§ **THE PROBLEM**
Gather every line of the data below that contains the word "black".

Entries for labeling locations in images
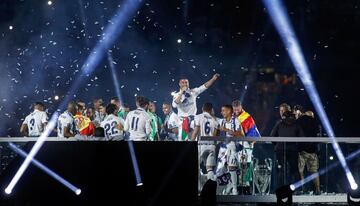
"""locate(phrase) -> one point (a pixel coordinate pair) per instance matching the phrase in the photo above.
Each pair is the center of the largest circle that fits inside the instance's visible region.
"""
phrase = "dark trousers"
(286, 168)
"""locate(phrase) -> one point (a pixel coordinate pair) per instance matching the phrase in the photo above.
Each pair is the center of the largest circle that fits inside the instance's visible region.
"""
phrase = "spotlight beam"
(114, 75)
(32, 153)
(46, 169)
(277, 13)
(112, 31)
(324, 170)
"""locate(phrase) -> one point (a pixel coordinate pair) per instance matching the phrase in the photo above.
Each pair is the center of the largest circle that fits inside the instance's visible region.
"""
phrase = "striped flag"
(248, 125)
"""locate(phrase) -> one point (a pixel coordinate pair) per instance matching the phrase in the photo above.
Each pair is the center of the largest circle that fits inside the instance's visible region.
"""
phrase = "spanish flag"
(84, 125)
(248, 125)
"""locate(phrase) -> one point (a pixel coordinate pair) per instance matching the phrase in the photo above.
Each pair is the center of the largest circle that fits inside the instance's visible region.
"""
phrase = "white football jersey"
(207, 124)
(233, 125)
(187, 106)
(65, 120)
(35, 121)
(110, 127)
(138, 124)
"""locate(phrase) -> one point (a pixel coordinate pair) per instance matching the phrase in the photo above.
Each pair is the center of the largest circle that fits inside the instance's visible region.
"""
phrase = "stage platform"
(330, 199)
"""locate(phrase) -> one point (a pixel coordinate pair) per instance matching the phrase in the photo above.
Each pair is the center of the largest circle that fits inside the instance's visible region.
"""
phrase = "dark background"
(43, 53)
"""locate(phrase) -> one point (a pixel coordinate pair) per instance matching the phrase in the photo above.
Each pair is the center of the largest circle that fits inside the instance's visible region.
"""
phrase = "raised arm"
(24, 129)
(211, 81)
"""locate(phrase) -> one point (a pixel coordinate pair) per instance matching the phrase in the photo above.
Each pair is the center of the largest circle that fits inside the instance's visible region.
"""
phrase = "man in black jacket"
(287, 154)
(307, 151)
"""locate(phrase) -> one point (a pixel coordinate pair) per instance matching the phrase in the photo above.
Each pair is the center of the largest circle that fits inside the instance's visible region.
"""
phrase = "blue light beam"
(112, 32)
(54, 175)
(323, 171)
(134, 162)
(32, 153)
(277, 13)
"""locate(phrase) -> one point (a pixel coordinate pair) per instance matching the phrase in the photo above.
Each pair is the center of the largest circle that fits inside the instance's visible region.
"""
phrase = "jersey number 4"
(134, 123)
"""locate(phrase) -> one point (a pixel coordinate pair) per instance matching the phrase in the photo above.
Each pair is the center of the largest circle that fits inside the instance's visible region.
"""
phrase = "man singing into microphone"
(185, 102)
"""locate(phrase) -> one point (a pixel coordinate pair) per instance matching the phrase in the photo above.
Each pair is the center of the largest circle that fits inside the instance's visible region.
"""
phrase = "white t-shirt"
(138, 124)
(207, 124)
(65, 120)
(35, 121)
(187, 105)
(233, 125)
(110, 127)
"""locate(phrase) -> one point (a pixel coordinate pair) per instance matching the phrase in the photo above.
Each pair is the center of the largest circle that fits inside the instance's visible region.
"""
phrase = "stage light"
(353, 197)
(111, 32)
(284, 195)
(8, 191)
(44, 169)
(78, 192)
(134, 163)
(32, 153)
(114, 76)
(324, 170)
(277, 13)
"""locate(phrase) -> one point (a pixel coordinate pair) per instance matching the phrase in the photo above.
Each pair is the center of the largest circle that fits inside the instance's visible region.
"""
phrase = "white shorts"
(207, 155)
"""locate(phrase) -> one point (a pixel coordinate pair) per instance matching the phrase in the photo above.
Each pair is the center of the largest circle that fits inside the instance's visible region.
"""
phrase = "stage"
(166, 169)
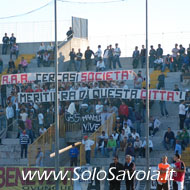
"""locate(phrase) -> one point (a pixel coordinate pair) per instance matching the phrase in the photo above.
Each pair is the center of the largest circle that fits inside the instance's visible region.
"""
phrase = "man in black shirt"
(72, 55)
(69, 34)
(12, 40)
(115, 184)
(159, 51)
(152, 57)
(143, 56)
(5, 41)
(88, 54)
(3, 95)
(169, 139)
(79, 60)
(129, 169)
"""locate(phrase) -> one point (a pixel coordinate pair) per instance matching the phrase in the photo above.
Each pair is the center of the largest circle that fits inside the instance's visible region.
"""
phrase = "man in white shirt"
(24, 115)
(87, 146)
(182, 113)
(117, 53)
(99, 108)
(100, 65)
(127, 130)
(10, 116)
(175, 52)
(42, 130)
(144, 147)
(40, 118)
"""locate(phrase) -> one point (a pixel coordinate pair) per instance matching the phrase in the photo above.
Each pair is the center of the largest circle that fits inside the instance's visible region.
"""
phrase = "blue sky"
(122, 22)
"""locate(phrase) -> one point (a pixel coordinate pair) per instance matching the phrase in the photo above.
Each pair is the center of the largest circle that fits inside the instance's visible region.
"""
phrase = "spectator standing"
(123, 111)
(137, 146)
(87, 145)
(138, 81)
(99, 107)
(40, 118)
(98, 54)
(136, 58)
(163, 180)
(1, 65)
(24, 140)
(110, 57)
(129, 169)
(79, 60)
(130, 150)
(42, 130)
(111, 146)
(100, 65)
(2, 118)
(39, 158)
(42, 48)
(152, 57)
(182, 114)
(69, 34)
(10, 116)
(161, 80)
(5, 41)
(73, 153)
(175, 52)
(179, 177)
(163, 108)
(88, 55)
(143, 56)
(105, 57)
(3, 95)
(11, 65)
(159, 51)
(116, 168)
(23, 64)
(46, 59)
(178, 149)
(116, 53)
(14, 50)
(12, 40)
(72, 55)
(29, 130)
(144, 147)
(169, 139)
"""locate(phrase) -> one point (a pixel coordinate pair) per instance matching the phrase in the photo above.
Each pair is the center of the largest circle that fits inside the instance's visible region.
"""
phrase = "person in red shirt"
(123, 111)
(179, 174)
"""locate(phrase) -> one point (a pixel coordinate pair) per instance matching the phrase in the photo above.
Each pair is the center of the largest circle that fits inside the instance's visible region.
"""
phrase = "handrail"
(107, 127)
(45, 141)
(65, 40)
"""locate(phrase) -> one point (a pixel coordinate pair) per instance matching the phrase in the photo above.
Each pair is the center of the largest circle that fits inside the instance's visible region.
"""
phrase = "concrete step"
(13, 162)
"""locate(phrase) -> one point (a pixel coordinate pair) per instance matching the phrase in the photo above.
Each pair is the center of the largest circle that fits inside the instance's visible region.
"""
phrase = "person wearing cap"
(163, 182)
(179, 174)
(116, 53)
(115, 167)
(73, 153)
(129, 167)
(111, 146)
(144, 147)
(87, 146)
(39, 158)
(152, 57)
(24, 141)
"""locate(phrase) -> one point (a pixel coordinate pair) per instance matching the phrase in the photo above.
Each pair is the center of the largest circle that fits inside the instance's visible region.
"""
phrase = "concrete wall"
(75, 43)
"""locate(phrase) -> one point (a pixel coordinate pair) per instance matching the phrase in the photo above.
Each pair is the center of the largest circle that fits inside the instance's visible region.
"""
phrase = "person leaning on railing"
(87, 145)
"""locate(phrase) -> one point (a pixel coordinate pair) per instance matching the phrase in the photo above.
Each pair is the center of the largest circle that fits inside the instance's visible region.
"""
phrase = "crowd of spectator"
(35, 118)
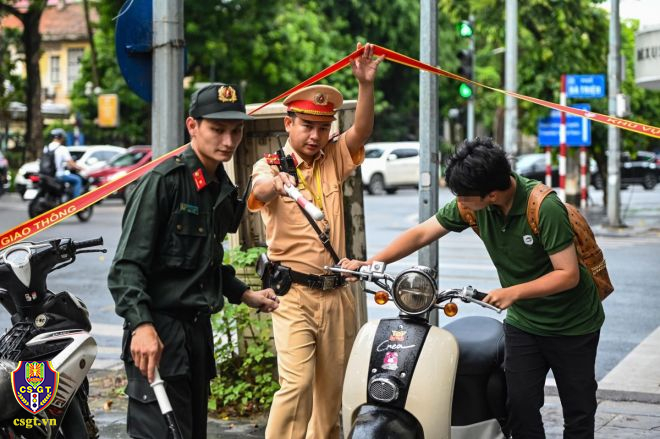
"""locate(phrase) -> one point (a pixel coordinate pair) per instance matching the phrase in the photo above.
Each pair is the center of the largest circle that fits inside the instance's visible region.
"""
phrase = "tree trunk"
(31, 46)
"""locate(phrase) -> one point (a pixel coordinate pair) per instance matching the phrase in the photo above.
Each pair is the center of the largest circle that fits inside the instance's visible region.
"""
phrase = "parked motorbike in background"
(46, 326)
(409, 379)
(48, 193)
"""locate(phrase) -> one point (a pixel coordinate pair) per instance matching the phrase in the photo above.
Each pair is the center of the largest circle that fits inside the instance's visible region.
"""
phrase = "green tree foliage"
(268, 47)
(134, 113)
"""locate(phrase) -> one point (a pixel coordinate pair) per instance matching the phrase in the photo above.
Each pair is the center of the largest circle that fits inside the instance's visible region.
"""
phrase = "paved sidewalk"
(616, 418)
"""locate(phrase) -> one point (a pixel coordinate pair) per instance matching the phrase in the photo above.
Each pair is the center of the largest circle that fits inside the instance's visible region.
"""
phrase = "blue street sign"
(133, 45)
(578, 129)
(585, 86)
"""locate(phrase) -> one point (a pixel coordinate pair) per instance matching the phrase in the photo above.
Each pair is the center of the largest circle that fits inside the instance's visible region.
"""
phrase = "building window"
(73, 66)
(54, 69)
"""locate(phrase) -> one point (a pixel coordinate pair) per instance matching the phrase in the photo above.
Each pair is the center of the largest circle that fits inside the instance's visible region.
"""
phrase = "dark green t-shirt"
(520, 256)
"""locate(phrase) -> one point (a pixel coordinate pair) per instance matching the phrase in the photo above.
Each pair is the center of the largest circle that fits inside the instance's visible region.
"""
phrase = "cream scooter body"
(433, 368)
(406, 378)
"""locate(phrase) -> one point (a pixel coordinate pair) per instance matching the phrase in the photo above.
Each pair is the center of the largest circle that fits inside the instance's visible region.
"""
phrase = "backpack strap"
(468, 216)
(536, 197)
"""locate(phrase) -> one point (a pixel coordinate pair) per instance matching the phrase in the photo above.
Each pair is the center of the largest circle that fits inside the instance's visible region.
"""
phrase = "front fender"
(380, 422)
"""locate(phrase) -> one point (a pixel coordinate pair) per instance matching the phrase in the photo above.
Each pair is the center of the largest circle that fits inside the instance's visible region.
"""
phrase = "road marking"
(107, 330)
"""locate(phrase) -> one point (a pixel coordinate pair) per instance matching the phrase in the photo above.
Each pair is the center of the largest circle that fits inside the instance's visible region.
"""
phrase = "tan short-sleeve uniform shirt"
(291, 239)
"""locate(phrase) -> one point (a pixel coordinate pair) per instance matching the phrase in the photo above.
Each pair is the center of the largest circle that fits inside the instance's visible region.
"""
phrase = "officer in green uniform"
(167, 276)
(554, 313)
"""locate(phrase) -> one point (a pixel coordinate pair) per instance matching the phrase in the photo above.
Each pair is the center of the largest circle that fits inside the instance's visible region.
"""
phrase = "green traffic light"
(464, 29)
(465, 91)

§ **THE RESPONSE**
phrase = "man in black jacket"
phrase = "man in black shirt"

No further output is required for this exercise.